#### [THE EXERCISE]
Rewrite the part of the post that opens with the words "Tuesday, December 28, 2010" and closes with "being a bad mom.", putting "puppy" in place of "furbaby".

Tuesday, December 28, 2010

Setback

So after a week and a half, the family that took the furbaby in decided they didn't want to keep her. Too much on their plate, not a well-fenced enough yard. I am so disappointed. DH called me from work to tell me and to ask if there was any chance I had changed my mind about keeping her, seeing what he had gone through giving her up the first time and seeing how friendly and loving everyone thinks she is. No. I have not changed my mind. I don't want to live with her. But I know DH is going to beg and cry and that by being stubborn I'm taking away his best friend, basically. I feel like if I make him give the dog away to someone else I'm being a bad wife. If I allow her to stay I'm being a bad mom.

I felt such relief when I thought it was going to work out with this last family. Like I was looking forward to life again, I could eat, get things done, better for everyone, including the dogs, besides DH's initial grief. Which I thought he'd get over. My guilt subsided pretty quickly when I started getting reports about how she was doing. But now it's back. There's another friend that might take her but this one lives 3 hours away. How can I ask him to do this?

#### [DATA SECTION]
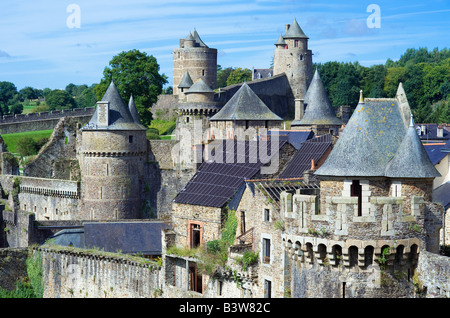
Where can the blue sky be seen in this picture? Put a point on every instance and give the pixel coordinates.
(39, 49)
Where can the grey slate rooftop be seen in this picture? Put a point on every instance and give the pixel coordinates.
(280, 41)
(120, 117)
(200, 86)
(411, 160)
(312, 149)
(368, 142)
(186, 81)
(319, 110)
(295, 32)
(133, 110)
(245, 105)
(375, 143)
(217, 183)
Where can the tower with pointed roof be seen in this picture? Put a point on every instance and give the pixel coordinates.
(112, 157)
(244, 111)
(293, 58)
(319, 115)
(192, 61)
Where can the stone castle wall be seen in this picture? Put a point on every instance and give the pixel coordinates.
(41, 121)
(83, 274)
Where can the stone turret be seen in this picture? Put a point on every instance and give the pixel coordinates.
(319, 115)
(112, 158)
(293, 58)
(196, 58)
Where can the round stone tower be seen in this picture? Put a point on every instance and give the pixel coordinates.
(293, 58)
(112, 158)
(195, 57)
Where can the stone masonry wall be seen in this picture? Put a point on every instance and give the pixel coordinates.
(74, 273)
(433, 272)
(209, 219)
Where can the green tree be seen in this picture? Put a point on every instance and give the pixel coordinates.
(222, 76)
(16, 108)
(239, 75)
(394, 75)
(8, 94)
(59, 99)
(28, 93)
(136, 73)
(26, 146)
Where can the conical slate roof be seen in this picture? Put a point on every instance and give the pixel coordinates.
(245, 105)
(319, 110)
(186, 81)
(133, 110)
(120, 117)
(280, 41)
(369, 141)
(198, 39)
(411, 159)
(189, 37)
(295, 32)
(200, 86)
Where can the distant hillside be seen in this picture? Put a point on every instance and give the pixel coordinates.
(425, 76)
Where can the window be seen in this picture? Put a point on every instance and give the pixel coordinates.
(195, 235)
(266, 251)
(396, 189)
(266, 216)
(355, 191)
(267, 288)
(242, 222)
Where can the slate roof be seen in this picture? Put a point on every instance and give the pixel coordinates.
(280, 41)
(198, 39)
(441, 195)
(437, 152)
(295, 137)
(411, 159)
(368, 142)
(431, 132)
(216, 183)
(200, 86)
(133, 110)
(127, 237)
(314, 148)
(319, 110)
(120, 117)
(245, 105)
(295, 32)
(68, 237)
(186, 81)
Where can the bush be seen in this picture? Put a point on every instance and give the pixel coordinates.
(26, 146)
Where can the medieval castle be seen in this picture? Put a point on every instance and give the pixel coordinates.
(337, 206)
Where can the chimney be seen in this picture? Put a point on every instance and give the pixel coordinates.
(424, 129)
(103, 113)
(299, 108)
(440, 131)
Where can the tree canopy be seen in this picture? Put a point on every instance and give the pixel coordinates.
(425, 76)
(134, 73)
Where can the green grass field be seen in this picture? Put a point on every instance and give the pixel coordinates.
(11, 139)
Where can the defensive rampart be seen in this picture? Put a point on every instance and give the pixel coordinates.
(41, 121)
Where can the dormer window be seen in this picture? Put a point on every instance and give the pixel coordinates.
(356, 191)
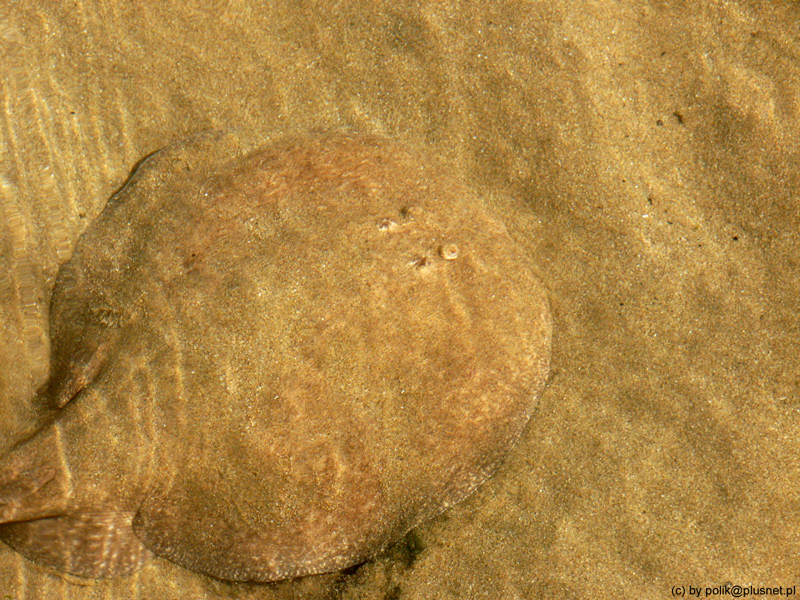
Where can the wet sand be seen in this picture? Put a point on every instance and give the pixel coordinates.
(643, 153)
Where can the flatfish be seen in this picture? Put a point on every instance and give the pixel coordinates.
(272, 363)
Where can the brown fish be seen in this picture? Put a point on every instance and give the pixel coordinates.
(274, 364)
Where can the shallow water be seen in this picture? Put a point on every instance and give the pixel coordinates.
(643, 154)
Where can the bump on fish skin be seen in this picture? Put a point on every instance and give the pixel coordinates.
(274, 363)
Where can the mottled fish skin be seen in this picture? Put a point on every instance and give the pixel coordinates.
(273, 364)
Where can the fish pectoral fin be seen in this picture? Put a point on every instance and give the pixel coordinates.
(96, 545)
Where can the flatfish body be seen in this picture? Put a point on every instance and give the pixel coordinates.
(274, 363)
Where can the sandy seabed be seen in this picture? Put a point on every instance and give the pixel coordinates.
(644, 153)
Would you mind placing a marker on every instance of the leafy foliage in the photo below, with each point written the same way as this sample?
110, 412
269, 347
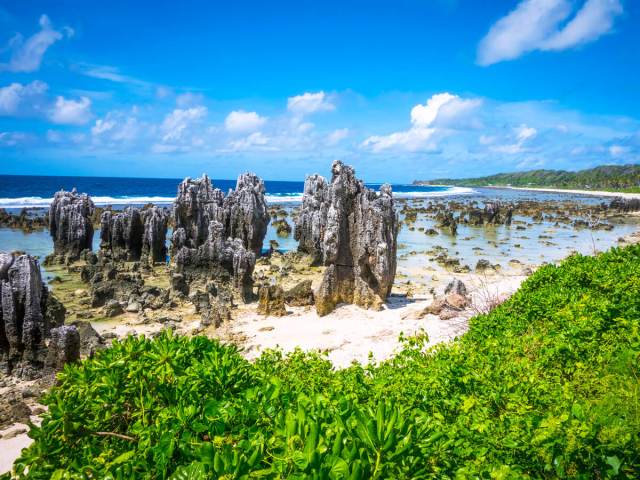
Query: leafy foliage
545, 386
606, 177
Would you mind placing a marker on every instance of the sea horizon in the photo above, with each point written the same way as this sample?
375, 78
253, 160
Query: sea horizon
36, 191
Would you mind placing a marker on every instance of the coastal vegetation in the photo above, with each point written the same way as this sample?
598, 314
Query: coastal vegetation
623, 178
544, 386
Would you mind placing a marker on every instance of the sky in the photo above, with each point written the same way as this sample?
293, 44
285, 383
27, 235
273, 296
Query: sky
402, 90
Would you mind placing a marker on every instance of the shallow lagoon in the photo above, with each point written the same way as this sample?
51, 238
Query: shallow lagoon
497, 244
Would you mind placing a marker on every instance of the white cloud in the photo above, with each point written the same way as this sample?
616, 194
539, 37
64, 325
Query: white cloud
540, 25
189, 99
240, 121
18, 99
102, 126
618, 150
26, 55
117, 127
593, 20
177, 122
337, 136
441, 114
522, 134
71, 112
11, 139
257, 140
413, 140
309, 103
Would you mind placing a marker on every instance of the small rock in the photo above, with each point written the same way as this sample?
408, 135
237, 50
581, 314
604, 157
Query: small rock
14, 433
133, 307
113, 308
456, 286
456, 301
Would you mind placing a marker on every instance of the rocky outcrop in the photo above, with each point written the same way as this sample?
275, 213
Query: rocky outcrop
300, 295
63, 348
29, 312
121, 234
154, 237
447, 222
245, 212
271, 301
226, 260
625, 204
218, 237
353, 231
70, 224
133, 235
312, 220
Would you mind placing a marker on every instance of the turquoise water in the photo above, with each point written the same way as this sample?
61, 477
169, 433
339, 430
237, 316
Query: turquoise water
498, 245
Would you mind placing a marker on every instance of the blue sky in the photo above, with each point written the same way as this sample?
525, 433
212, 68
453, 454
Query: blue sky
401, 90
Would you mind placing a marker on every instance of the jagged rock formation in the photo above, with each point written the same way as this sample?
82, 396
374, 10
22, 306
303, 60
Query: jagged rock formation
133, 235
625, 204
353, 231
216, 236
70, 224
154, 237
29, 312
224, 259
121, 234
447, 222
300, 295
493, 213
271, 301
311, 222
245, 212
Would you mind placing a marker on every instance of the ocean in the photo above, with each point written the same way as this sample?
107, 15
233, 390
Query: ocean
497, 245
17, 191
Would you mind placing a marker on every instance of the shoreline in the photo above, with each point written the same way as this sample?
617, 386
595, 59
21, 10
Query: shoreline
591, 193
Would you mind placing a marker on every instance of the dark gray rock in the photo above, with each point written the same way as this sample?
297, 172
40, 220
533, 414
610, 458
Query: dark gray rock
225, 260
90, 340
63, 348
245, 212
134, 234
353, 231
70, 224
217, 237
456, 286
271, 301
22, 326
300, 295
112, 308
312, 221
121, 234
154, 238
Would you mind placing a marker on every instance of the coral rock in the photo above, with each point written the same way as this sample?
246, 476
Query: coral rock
217, 237
353, 231
64, 347
133, 235
271, 301
70, 224
24, 320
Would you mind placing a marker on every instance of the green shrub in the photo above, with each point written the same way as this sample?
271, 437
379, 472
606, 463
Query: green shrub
545, 386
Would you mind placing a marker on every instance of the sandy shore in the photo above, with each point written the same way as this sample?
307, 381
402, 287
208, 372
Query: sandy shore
351, 333
593, 193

#### [THE ANSWER]
Tuesday, December 28, 2010

Setback

So after a week and a half, the family that took the puppy in decided they didn't want to keep her. Too much on their plate, not a well-fenced enough yard. I am so disappointed. DH called me from work to tell me and to ask if there was any chance I had changed my mind about keeping her, seeing what he had gone through giving her up the first time and seeing how friendly and loving everyone thinks she is. No. I have not changed my mind. I don't want to live with her. But I know DH is going to beg and cry and that by being stubborn I'm taking away his best friend, basically. I feel like if I make him give the dog away to someone else I'm being a bad wife. If I allow her to stay I'm being a bad mom.